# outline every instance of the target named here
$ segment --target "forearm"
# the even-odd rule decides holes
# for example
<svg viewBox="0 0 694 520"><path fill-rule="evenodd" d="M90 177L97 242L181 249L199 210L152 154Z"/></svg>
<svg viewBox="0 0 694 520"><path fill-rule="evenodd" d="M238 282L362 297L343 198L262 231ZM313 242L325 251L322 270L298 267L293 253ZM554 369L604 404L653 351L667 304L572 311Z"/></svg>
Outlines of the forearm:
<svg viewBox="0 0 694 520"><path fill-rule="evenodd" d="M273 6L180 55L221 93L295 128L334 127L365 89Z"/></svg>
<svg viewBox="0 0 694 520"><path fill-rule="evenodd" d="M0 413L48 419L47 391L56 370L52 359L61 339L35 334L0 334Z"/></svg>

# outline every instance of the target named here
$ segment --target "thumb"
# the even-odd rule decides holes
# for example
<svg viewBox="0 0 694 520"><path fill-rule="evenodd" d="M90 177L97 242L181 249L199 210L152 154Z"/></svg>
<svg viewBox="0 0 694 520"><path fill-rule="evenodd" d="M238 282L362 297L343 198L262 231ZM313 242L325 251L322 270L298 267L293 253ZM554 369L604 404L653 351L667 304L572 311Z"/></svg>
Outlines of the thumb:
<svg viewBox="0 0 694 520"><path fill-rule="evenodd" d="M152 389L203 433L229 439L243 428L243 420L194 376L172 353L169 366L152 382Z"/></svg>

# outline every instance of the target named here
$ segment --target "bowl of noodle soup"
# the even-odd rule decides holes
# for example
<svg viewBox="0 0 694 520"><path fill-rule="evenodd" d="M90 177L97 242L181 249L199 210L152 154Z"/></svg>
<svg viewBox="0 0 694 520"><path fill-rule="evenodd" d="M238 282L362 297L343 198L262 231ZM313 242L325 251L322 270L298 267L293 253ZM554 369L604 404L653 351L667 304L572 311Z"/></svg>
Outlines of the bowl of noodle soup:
****
*GIVEN REQUEST*. Format every line of the items above as a Markdown table with two columns, Row and Line, numbering the rows in order and leaving out blank lines.

*COMPLETED TASK*.
| Row | Line |
|---|---|
| 1 | # outline every instance of the target named here |
| 2 | $ segment --target "forearm" |
| 3 | # the even-odd rule decides holes |
| 4 | # for example |
| 5 | <svg viewBox="0 0 694 520"><path fill-rule="evenodd" d="M90 177L97 242L181 249L199 210L152 154Z"/></svg> |
| 6 | <svg viewBox="0 0 694 520"><path fill-rule="evenodd" d="M238 282L362 297L343 198L262 231ZM313 242L325 251L322 270L298 267L293 253ZM554 369L604 404L653 351L667 304L572 311Z"/></svg> |
| 7 | Outlines of the forearm: |
| 8 | <svg viewBox="0 0 694 520"><path fill-rule="evenodd" d="M273 6L180 55L221 93L295 128L334 127L365 89Z"/></svg> |
| 9 | <svg viewBox="0 0 694 520"><path fill-rule="evenodd" d="M0 413L48 419L47 391L56 370L52 359L61 339L35 334L0 334Z"/></svg> |
| 10 | # outline every instance of the target named here |
| 11 | $ segment --target "thumb" |
| 12 | # the even-odd rule decides holes |
| 13 | # for example |
| 14 | <svg viewBox="0 0 694 520"><path fill-rule="evenodd" d="M90 177L97 242L181 249L199 210L152 154Z"/></svg> |
| 15 | <svg viewBox="0 0 694 520"><path fill-rule="evenodd" d="M238 282L362 297L343 198L262 231ZM313 242L325 251L322 270L298 267L293 253ZM554 369L604 404L653 351L667 304L572 311Z"/></svg> |
| 16 | Outlines of the thumb: |
| 17 | <svg viewBox="0 0 694 520"><path fill-rule="evenodd" d="M152 389L203 433L229 439L243 428L243 420L194 376L172 353L169 366L152 382Z"/></svg> |
| 18 | # outline every instance of the target named here |
| 19 | $ segment --target "bowl of noodle soup" |
| 20 | # the even-odd rule decides holes |
| 21 | # for example |
| 22 | <svg viewBox="0 0 694 520"><path fill-rule="evenodd" d="M90 177L97 242L181 249L199 210L152 154Z"/></svg> |
| 23 | <svg viewBox="0 0 694 520"><path fill-rule="evenodd" d="M238 282L362 297L343 198L262 231ZM313 242L325 251L322 270L298 267L293 253ZM554 369L604 404L653 351L667 304L572 311Z"/></svg> |
| 24 | Outlines of the bowl of noodle soup: |